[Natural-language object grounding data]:
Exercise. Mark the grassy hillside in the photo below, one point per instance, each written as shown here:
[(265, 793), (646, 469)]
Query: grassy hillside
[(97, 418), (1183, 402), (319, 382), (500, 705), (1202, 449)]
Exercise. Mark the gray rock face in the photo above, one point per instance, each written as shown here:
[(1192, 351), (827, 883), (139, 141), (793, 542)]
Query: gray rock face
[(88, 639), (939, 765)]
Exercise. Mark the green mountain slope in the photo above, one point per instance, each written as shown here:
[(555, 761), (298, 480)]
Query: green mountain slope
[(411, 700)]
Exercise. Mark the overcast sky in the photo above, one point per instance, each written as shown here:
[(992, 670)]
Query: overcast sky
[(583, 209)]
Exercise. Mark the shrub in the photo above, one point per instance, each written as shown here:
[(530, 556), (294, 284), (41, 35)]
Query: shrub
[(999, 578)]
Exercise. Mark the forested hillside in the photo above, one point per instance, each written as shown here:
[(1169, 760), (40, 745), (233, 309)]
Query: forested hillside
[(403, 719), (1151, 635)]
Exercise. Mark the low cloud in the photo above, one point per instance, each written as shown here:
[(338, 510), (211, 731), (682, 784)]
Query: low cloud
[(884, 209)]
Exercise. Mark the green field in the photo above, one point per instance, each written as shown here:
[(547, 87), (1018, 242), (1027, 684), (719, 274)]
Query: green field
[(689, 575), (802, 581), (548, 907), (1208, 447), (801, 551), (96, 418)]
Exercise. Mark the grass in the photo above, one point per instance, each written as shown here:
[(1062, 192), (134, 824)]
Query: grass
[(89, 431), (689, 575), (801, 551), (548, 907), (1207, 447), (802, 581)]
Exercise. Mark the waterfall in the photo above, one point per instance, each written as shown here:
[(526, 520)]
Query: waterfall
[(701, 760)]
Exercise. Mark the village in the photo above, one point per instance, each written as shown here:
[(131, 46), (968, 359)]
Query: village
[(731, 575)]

[WORK TASK]: Copy every record shown above, exactly and completely.

[SOLUTION TO THE PROBLEM]:
Exercise. Mark the grassy hillside in the photo below, one point per instance, each written as shown here:
[(265, 793), (646, 469)]
Query: grassy hillside
[(97, 418), (1183, 402), (319, 382), (500, 705), (1202, 449)]
Exercise. Mark the gray rock face in the photo above, one point per instance, each written as shown here:
[(1192, 351), (827, 883), (139, 141), (793, 542)]
Query: gray rock face
[(88, 639), (939, 765)]
Exercise. Mark the green mountain slope in the photo above, one point per instance, each written as shown here:
[(555, 761), (298, 480)]
Query: green mountain slope
[(411, 700)]
Exercise. Mark the overcast sky in the photo above, one point per instance, each written as shown here:
[(992, 670)]
Query: overcast sky
[(583, 209)]
Exercise. Mark the shrub in the photo above, one point per instance, each written as shown here:
[(530, 556), (294, 284), (41, 35)]
Query: shrub
[(999, 578)]
Exercise. Mark the forested hillside in the photo above, one point per instance, each written as shown here:
[(1169, 760), (40, 745), (233, 309)]
Query: forested hillside
[(403, 719), (1151, 635)]
Exercise. Mark the low cloud in the photo above, one point per instance, each written as shown here:
[(338, 510), (211, 731), (682, 784)]
Query: low cloud
[(884, 209)]
Exercise. Mark the green field in the photo above, one point per instance, each written as shown here:
[(547, 87), (1018, 242), (1027, 684), (719, 274)]
Query: green field
[(689, 575), (802, 581), (548, 907), (1208, 447), (801, 551), (96, 418)]
Exercise. Mark the grass in the photo above, one point per instance, each written as shown here:
[(1062, 192), (134, 824)]
Query: grass
[(89, 431), (689, 575), (801, 551), (548, 907), (1207, 447), (802, 581)]
Exercise. Mark the waterfall in the photo above, one point per instance, each written as shown here:
[(526, 520)]
Query: waterfall
[(701, 760)]
Exercise. Mark the village in the photo above, one point per instance, each written as shown here:
[(131, 46), (968, 359)]
Query: village
[(731, 575)]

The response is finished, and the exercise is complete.